BEGIN MATERIALS PROVIDED
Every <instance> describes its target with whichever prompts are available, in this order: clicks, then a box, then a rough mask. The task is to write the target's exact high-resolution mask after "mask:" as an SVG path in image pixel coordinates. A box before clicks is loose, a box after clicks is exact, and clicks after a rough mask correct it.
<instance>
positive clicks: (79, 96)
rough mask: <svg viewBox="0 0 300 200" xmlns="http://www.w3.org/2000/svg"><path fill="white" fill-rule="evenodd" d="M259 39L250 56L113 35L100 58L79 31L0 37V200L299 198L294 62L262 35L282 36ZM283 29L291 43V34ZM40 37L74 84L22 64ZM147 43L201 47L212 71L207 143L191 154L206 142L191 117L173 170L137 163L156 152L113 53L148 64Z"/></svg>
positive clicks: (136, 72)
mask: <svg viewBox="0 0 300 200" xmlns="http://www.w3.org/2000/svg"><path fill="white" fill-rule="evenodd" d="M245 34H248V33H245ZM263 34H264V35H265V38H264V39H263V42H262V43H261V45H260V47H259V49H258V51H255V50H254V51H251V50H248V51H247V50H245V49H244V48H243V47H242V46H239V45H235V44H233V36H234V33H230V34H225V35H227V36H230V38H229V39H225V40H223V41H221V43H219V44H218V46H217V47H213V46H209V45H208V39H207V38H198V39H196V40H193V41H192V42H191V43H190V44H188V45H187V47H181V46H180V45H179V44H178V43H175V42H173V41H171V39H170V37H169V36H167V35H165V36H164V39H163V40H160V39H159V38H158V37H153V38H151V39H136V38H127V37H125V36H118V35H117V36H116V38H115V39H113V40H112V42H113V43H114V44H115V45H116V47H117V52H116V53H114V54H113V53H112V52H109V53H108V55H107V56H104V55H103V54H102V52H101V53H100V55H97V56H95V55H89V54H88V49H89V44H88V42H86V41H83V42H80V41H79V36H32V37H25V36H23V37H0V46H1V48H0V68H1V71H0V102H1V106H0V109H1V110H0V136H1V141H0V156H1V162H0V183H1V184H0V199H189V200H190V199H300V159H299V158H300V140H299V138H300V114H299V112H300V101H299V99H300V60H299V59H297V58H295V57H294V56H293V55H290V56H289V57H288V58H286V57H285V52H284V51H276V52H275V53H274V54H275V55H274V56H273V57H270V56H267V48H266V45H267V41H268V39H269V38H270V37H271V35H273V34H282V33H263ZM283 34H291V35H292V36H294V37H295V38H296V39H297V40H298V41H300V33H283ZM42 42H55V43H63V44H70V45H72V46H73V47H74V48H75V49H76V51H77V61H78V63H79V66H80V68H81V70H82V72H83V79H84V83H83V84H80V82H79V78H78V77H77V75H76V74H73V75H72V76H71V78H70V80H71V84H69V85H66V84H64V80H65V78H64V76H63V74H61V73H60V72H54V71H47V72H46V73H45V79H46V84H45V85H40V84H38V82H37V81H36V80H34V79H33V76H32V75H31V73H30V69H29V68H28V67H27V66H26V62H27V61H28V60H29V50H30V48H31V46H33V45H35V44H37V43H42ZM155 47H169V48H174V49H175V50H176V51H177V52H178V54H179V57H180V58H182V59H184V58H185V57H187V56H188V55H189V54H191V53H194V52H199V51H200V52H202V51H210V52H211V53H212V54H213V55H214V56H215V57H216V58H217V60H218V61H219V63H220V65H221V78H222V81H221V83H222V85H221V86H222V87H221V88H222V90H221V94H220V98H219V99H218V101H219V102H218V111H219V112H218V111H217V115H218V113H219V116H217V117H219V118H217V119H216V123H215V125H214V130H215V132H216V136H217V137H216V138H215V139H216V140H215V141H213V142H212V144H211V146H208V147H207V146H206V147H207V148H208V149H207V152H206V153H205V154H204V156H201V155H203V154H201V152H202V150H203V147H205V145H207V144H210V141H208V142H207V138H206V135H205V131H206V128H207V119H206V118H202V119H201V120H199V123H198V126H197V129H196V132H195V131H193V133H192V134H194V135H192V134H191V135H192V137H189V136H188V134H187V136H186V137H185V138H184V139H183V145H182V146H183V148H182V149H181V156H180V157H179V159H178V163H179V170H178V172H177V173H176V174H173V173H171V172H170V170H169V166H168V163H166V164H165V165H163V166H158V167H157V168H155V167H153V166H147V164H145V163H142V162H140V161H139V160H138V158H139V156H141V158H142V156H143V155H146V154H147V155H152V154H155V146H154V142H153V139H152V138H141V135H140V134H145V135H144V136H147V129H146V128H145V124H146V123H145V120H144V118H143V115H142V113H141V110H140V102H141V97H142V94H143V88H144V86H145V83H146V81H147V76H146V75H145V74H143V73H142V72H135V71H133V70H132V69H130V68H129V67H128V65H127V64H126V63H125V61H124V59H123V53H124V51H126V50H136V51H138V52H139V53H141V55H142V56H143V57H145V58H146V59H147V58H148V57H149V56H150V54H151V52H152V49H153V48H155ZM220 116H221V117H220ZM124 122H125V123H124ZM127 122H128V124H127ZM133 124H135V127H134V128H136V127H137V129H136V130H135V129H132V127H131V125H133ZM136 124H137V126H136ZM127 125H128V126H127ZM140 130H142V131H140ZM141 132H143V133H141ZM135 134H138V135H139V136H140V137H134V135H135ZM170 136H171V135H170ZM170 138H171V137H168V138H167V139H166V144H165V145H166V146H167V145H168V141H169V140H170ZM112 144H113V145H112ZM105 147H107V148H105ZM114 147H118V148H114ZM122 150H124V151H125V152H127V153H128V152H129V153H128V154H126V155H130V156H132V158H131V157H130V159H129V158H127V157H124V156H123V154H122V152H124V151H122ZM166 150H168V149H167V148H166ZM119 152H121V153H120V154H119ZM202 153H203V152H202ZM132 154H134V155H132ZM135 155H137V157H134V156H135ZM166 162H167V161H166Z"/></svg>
END MATERIALS PROVIDED
WHAT TO DO - Copy out all of the entries above character for character, with nothing changed.

RESPONSE BELOW -
Every <instance> describes its target with whichever prompts are available, in this order: clicks, then a box, then a rough mask. The task is to write the target's exact high-resolution mask after "mask:" as an SVG path in image pixel coordinates. A box before clicks is loose, a box after clicks is exact, and clicks after a rough mask correct it.
<instance>
positive clicks: (79, 96)
rough mask: <svg viewBox="0 0 300 200" xmlns="http://www.w3.org/2000/svg"><path fill="white" fill-rule="evenodd" d="M259 39L250 56L113 35L100 58L79 31L0 37V200L299 198L294 62L262 35L282 36ZM283 29L291 43V34ZM40 37L74 84L22 64ZM147 43L201 47L212 71L207 143L191 154L206 142L191 117L173 170L137 163L156 152L113 53L148 64Z"/></svg>
positive clicks: (136, 72)
mask: <svg viewBox="0 0 300 200" xmlns="http://www.w3.org/2000/svg"><path fill="white" fill-rule="evenodd" d="M245 34H248V33H245ZM263 34H264V35H265V38H264V39H263V42H262V43H261V45H260V47H259V49H258V51H255V50H254V51H251V50H248V51H247V50H245V49H244V48H243V47H242V46H239V45H235V44H233V36H234V33H230V34H225V35H227V36H230V38H229V39H225V40H223V41H221V43H219V44H218V46H217V47H213V46H209V45H208V39H207V38H198V39H196V40H193V41H192V42H191V43H190V44H188V45H187V47H181V46H180V45H179V44H178V43H175V42H173V41H171V39H170V37H169V36H167V35H165V36H164V39H163V40H160V39H159V38H158V37H153V38H151V39H136V38H127V37H125V36H118V35H117V36H116V38H115V39H113V40H112V42H113V43H114V44H115V45H116V47H117V52H116V53H114V54H113V53H112V52H109V53H108V55H107V56H104V55H103V54H102V52H101V53H100V55H97V56H95V55H89V54H88V49H89V44H88V42H86V41H83V42H80V41H79V36H32V37H25V36H23V37H0V46H1V48H0V68H1V71H0V102H1V106H0V109H1V110H0V136H1V141H0V156H1V162H0V183H1V184H0V199H189V200H190V199H300V159H299V158H300V140H299V138H300V114H299V112H300V101H299V99H300V60H299V59H297V58H295V57H294V56H293V55H290V56H289V57H288V58H286V57H285V52H284V51H276V52H275V53H274V54H275V55H274V56H273V57H270V56H267V48H266V45H267V41H268V39H269V38H270V37H271V35H273V34H282V33H263ZM283 34H291V35H292V36H294V37H295V38H296V39H297V40H298V41H300V33H283ZM42 42H55V43H63V44H70V45H72V46H73V47H74V48H75V49H76V51H77V61H78V63H79V66H80V68H81V70H82V72H83V79H84V83H83V84H80V82H79V78H78V77H77V75H76V74H73V75H72V76H71V78H70V80H71V84H69V85H66V84H64V80H65V78H64V76H63V74H61V73H60V72H54V71H47V72H46V73H45V79H46V84H45V85H40V84H38V82H37V81H36V80H34V79H33V76H32V75H31V73H30V69H29V68H28V67H27V66H26V62H27V61H28V60H29V50H30V48H31V46H33V45H35V44H37V43H42ZM155 47H169V48H174V49H175V50H176V51H177V52H178V54H179V57H180V58H182V59H184V58H185V57H187V56H188V55H189V54H191V53H194V52H199V51H200V52H202V51H210V52H211V53H212V54H213V55H214V56H215V57H216V58H217V60H218V61H219V63H220V65H221V78H222V81H221V83H222V85H221V86H222V87H221V88H222V90H221V94H220V98H219V99H218V101H219V102H218V111H219V112H218V111H217V115H218V113H219V116H217V117H219V118H217V119H216V123H215V125H214V130H215V132H216V136H217V137H216V138H215V139H216V140H215V141H213V142H212V144H211V146H208V147H207V146H206V147H207V148H208V149H207V152H206V153H205V154H204V156H201V155H203V154H201V152H202V150H203V147H205V145H207V144H210V141H208V142H207V138H206V135H205V131H206V128H207V119H206V118H202V119H201V120H199V123H198V126H197V129H196V132H195V131H193V133H192V134H194V135H192V134H191V135H192V137H189V136H188V134H187V136H186V137H185V138H184V139H183V145H182V146H183V148H182V149H181V156H180V157H179V159H178V163H179V170H178V172H177V173H176V174H173V173H171V172H170V170H169V166H168V163H166V164H165V165H163V166H158V167H157V168H155V167H153V166H147V164H145V163H142V162H140V161H139V160H138V158H139V156H141V158H142V156H143V155H146V154H147V155H152V154H155V146H154V142H153V139H152V138H141V135H140V134H145V135H144V136H147V129H146V128H145V124H146V123H145V120H144V118H143V115H142V113H141V110H140V102H141V97H142V94H143V88H144V86H145V83H146V81H147V76H146V75H145V74H143V73H142V72H135V71H133V70H132V69H130V68H129V67H128V65H127V64H126V63H125V61H124V59H123V53H124V51H126V50H136V51H138V52H139V53H141V55H142V56H143V57H145V58H146V59H147V58H148V57H149V56H150V54H151V52H152V49H153V48H155ZM220 116H221V117H220ZM124 122H125V123H124ZM127 122H128V124H127ZM133 124H135V127H134V128H136V127H137V129H136V130H135V129H132V127H131V125H133ZM136 124H137V126H136ZM127 125H128V126H127ZM140 130H142V131H140ZM141 132H143V133H141ZM135 134H138V135H139V136H140V137H134V135H135ZM170 136H171V135H170ZM170 138H171V137H168V138H167V139H166V144H165V145H166V146H167V145H168V141H169V140H170ZM112 144H113V145H112ZM105 147H107V148H105ZM114 147H118V148H114ZM122 150H124V151H125V152H127V153H128V152H129V153H128V154H126V155H130V156H132V158H131V157H130V159H129V158H127V157H124V156H123V154H122V152H124V151H122ZM166 150H168V149H167V148H166ZM119 152H121V153H120V154H119ZM202 153H203V152H202ZM132 154H134V155H132ZM135 155H137V157H134V156H135ZM166 162H167V161H166Z"/></svg>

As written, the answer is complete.